> Trecho fornecido:
Diretor da Piauí transforma Merval em pó. Por Fernando Brito

Atualizado em 21 de setembro de 2018 às 19:51
Eles

Publicado no Tijolaço

POR FERNANDO BRITO

A elegância de quem desanca a estupidez torna mais cortante o fio da verdade.

Fernando Barros e Silva, (ex-Folha e hoje na Piauí) disseca hoje em artigo para a edição eletrônica da revista, a fúria de Merval Pereira contra Fernando Haddad, Lula e o PT.

Não fica pedra sobre pedra.

Transcrevo a parte final do texto, na íntegra aqui:

“As pesquisas eleitorais deixaram o colunista de O Globo de bigodes eriçados. Ontem, dia 20, ele publicou no jornal um artigo chamado “Um país congelado”. A imagem servia para introduzir a ideia de que estamos revivendo, quase trinta anos depois, a disputa entre Collor e Lula. Não é uma analogia propriamente ruim, mas também não nos leva muito longe. “Essa história já conhecemos, e termina mal”, escreve o imortal (sim, ele é membro da Academia Brasileira de Letras). A história, na verdade, terminou bem, porque o impeachment de Collor, em 1992, foi um marco do fortalecimento da democracia então incipiente no país. Justamente o contrário do que representou a destituição de Dilma Rousseff em 2016. Há mais uma diferença. Em 1989, o Grupo Globo apoiou Fernando Collor, sem muita preocupação de disfarçar isso. A Globo hoje não irá apoiar Bolsonaro (nem Haddad, obviamente). Algo, então, melhorou no país, não é mesmo?

> Seção de dados:

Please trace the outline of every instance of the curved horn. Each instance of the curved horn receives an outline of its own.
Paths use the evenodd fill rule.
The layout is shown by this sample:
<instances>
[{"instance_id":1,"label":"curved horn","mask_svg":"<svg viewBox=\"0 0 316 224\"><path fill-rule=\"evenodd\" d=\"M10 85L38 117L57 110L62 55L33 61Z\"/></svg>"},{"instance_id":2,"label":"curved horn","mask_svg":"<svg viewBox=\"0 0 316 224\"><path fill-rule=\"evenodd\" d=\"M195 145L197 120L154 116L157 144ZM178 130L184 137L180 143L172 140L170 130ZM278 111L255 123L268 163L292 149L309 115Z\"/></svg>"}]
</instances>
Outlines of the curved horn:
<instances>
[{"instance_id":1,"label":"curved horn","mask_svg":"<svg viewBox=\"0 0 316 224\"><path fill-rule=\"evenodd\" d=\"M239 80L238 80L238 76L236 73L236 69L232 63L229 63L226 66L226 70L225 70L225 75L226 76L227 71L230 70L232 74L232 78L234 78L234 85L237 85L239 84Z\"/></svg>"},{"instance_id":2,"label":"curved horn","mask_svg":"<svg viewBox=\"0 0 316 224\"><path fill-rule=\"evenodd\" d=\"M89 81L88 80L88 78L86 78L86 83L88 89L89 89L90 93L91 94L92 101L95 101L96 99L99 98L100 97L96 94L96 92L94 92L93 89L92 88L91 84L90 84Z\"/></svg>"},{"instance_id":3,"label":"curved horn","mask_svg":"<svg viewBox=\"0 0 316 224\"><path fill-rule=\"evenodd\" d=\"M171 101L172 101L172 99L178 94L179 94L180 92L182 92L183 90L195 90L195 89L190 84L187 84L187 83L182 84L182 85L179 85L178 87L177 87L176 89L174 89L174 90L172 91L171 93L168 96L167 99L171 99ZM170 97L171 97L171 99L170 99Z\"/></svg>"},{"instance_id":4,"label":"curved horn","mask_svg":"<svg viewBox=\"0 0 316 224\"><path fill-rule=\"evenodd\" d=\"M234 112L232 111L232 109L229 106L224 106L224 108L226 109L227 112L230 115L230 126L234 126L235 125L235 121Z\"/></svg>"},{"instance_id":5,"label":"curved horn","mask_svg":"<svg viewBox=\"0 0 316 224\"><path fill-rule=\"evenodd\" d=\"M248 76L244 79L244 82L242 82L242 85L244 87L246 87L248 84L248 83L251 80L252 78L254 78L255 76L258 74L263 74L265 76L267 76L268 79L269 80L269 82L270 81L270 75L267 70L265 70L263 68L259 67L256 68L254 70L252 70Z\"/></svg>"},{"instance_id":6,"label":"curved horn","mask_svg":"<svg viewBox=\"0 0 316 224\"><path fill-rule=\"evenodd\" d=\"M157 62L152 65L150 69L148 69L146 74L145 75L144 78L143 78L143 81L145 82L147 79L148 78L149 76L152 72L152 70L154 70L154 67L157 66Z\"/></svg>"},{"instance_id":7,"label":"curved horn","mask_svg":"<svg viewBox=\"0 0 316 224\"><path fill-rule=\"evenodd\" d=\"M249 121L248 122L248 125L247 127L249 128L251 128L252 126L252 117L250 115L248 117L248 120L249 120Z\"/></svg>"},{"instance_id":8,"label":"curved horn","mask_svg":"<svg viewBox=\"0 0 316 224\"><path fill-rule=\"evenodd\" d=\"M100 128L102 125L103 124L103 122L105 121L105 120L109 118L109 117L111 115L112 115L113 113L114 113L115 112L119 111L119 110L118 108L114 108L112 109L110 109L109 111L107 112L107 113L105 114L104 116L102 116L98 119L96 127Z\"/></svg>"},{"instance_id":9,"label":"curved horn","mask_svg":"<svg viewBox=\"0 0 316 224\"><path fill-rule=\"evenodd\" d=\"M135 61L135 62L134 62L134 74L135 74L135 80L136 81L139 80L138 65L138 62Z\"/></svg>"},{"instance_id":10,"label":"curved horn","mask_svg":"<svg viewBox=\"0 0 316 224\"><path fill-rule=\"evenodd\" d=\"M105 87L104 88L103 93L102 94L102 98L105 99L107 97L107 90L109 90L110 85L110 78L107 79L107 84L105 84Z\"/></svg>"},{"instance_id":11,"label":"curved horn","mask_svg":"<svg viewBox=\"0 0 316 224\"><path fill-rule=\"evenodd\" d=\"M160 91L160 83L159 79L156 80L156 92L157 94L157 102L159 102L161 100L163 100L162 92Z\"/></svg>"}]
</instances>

> Instruções das tarefas:
A: Resuma o trecho em duas frases.
B: Responda às perguntas com base no trecho.
(i) Em que dia Merval Pereira publicou o artigo "Um país congelado"?
(ii) De qual instituição Merval Pereira é membro?
(iii) Em que ano ocorreu o impeachment de Collor?
C: Transcreva do trecho a passagem que começa nas palavras "Diretor da Piauí" e termina depois de "pedra sobre pedra.".

> Respostas do exercício:
A: Fernando Barros e Silva, ex-Folha e hoje na Piauí, disseca em artigo a fúria de Merval Pereira contra Fernando Haddad, Lula e o PT. Na parte transcrita, ele contesta a analogia de Merval entre o momento atual e a disputa entre Collor e Lula, lembrando que o impeachment de Collor foi um marco do fortalecimento da democracia e que, em 1989, o Grupo Globo apoiou Collor, enquanto hoje não apoiará Bolsonaro.

B:
(i) No dia 20.
(ii) Da Academia Brasileira de Letras.
(iii) Em 1992.

C:
Diretor da Piauí transforma Merval em pó. Por Fernando Brito

Atualizado em 21 de setembro de 2018 às 19:51
Eles

Publicado no Tijolaço

POR FERNANDO BRITO

A elegância de quem desanca a estupidez torna mais cortante o fio da verdade.

Fernando Barros e Silva, (ex-Folha e hoje na Piauí) disseca hoje em artigo para a edição eletrônica da revista, a fúria de Merval Pereira contra Fernando Haddad, Lula e o PT.

Não fica pedra sobre pedra.